> **About this exercise**
Restate word for word all of the lines below, with each image left out.

> **Source data**
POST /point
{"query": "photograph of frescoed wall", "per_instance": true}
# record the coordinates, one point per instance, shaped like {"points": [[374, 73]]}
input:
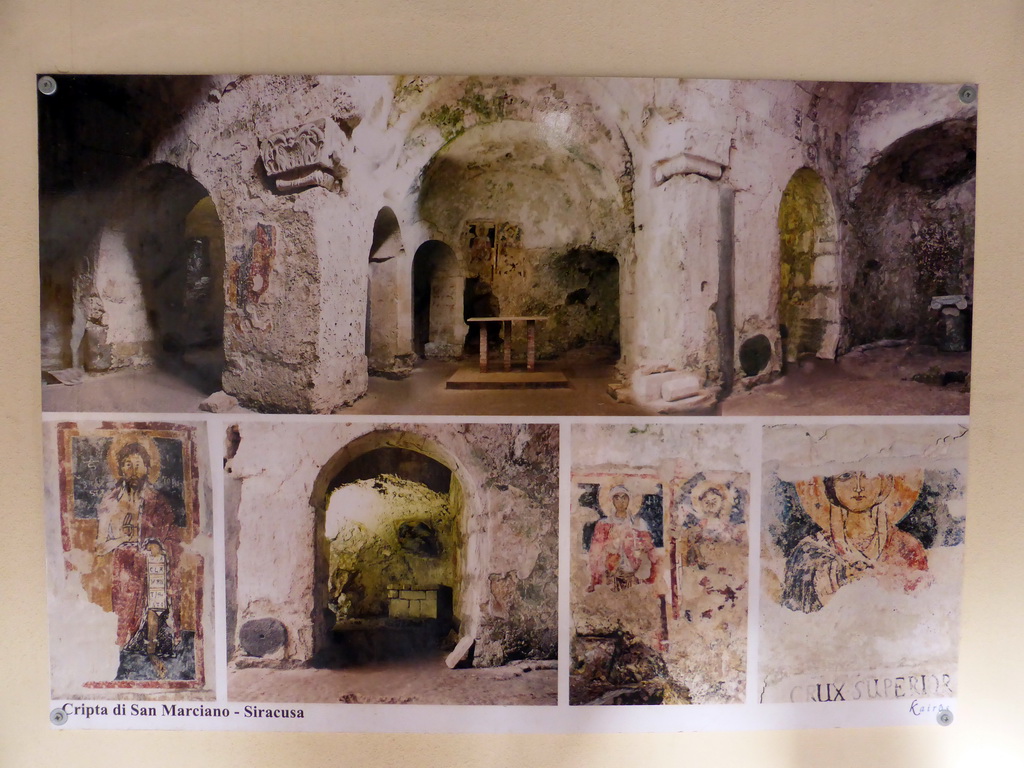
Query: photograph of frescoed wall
{"points": [[392, 563], [659, 549], [861, 561], [360, 293], [305, 244], [128, 516]]}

> **Reply**
POST /point
{"query": "photograph of frescoed wall", "per_instance": true}
# record the coordinates, one point per instance, shaped like {"points": [[374, 73]]}
input:
Query: photograph of frescoed wall
{"points": [[392, 563], [659, 549], [861, 561], [360, 293], [305, 244], [128, 516]]}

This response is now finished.